─── Records shown
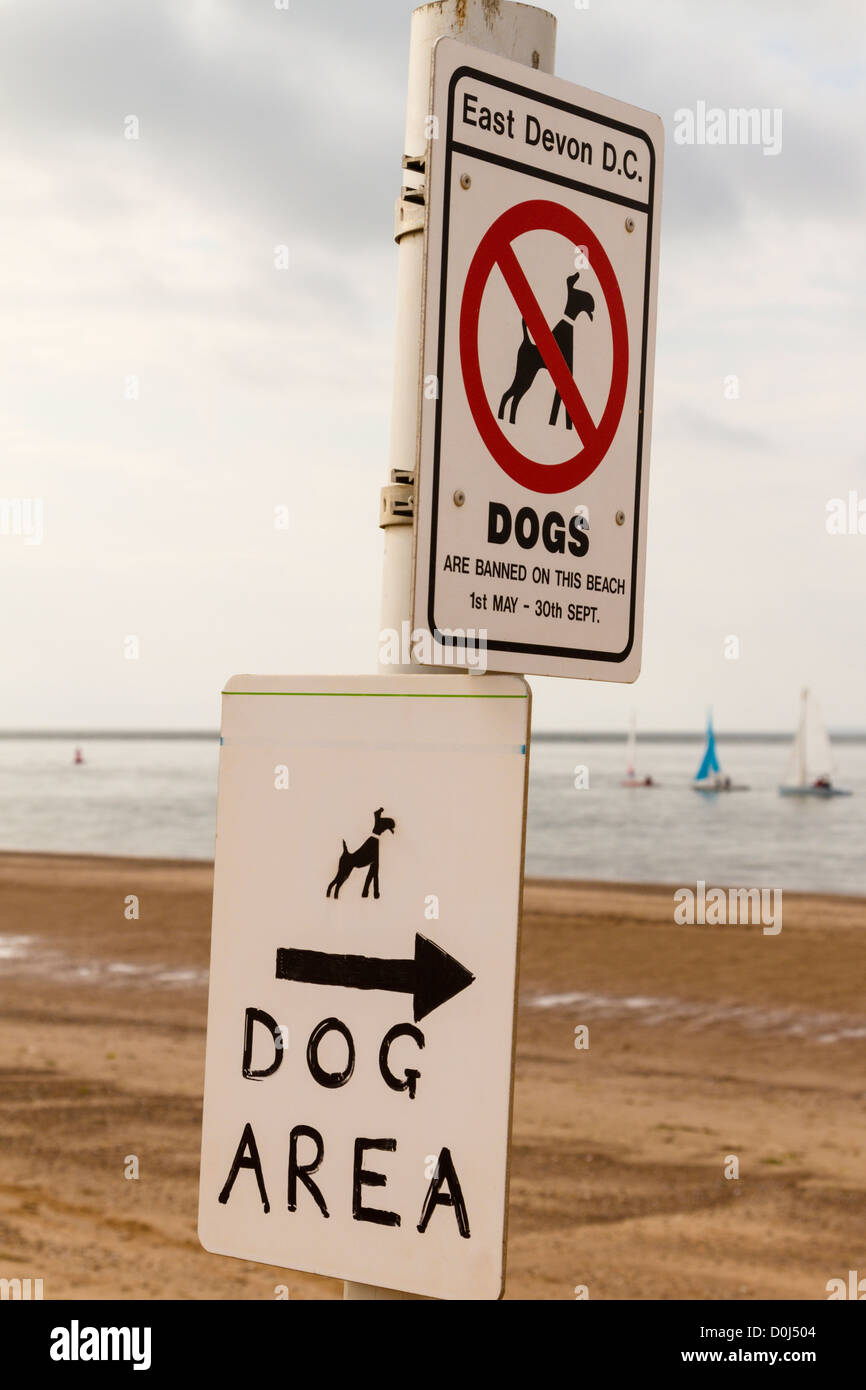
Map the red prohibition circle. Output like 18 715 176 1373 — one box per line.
460 199 628 492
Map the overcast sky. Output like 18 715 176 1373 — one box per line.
0 0 866 728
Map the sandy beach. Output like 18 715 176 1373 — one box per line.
0 855 866 1300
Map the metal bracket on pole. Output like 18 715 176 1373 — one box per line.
393 154 427 242
379 468 416 525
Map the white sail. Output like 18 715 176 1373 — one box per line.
785 691 834 787
626 713 638 777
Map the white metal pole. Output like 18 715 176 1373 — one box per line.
343 0 556 1300
379 0 556 673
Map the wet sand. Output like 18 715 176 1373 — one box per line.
0 855 866 1300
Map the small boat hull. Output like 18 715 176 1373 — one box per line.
778 787 851 801
692 783 751 796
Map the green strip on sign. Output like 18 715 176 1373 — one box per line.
221 691 528 699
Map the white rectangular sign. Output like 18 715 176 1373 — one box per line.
413 39 663 681
199 674 530 1298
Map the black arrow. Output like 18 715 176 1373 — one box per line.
277 934 475 1023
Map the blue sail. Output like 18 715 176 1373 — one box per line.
695 719 721 781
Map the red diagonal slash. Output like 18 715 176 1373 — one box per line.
496 242 596 448
460 199 628 493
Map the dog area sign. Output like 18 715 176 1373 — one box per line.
199 674 530 1298
413 39 663 681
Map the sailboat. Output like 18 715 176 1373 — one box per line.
623 714 656 787
692 712 749 792
778 689 851 796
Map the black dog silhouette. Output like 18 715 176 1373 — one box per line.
325 806 395 898
499 271 595 430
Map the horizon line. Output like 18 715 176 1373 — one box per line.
0 728 866 744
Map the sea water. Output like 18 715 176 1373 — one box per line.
0 737 866 894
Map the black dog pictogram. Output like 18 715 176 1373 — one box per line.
325 806 395 898
499 271 595 430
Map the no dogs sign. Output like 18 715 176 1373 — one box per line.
199 674 530 1298
413 39 663 681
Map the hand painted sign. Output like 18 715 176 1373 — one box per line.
199 676 530 1298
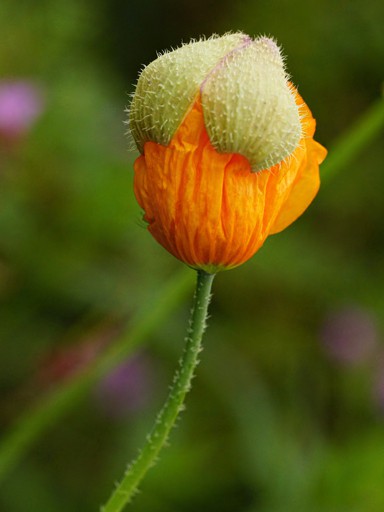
──────
*Task description*.
Copy out every line above word for word, leaving out the pictures.

*Task solution*.
Map the red prohibition circle. Output like 18 715 176 1373 — one box per line.
460 199 628 492
Map the overcast sky. Output like 18 715 176 1373 — one box per line.
0 0 866 728
Map the sandy beach. Output like 18 715 176 1373 — one box per line.
0 855 866 1300
Map the metal bracket on pole. Output like 18 715 176 1373 — one box per line.
393 154 427 242
379 468 416 525
Map the white sail. Output like 18 715 176 1373 — one box per line.
785 691 834 787
626 713 638 777
Map the white metal pole. Output like 18 715 176 1373 — one box per line.
343 0 556 1300
379 0 556 673
Map the wet sand. Output like 18 715 176 1373 — one box per line.
0 855 866 1300
Map the small boat hull. Output like 18 715 176 1373 — one box per line.
778 787 851 801
692 783 751 796
Map the green strip on sign. Output like 18 715 176 1373 — one box per line.
221 691 528 699
Map the white rectangular sign. Output like 18 715 176 1373 — one box per line.
413 39 663 681
199 674 530 1298
Map the black arrow. Output like 18 715 176 1373 — one box per line.
277 934 475 1023
Map the blue sail. Output like 18 715 176 1373 — one box per line.
695 719 721 781
Map the red diagonal slash. Output like 18 715 176 1373 — one box per line.
496 242 596 448
460 199 628 493
Map the dog area sign. Output like 18 715 176 1373 — one box per line.
199 674 530 1298
413 39 663 681
Map the sailboat. Output like 18 715 176 1373 — one box per line.
623 714 656 787
692 712 749 792
778 689 851 796
Map the black dog silhouette. Output like 18 715 176 1373 — one box per line.
325 806 395 898
499 271 595 430
Map the horizon line. Output like 18 715 176 1373 — one box per line.
0 728 866 744
Map the sea water. Output like 18 715 176 1373 — one box per line.
0 737 866 894
Map the black dog pictogram. Output like 18 715 176 1373 — one box per line.
325 806 395 898
499 271 595 430
Map the no dogs sign. Output like 18 715 176 1373 — one box per line.
199 674 530 1298
413 39 663 681
Map the hand painted sign. Output like 18 715 176 1373 — one box per line.
199 676 530 1298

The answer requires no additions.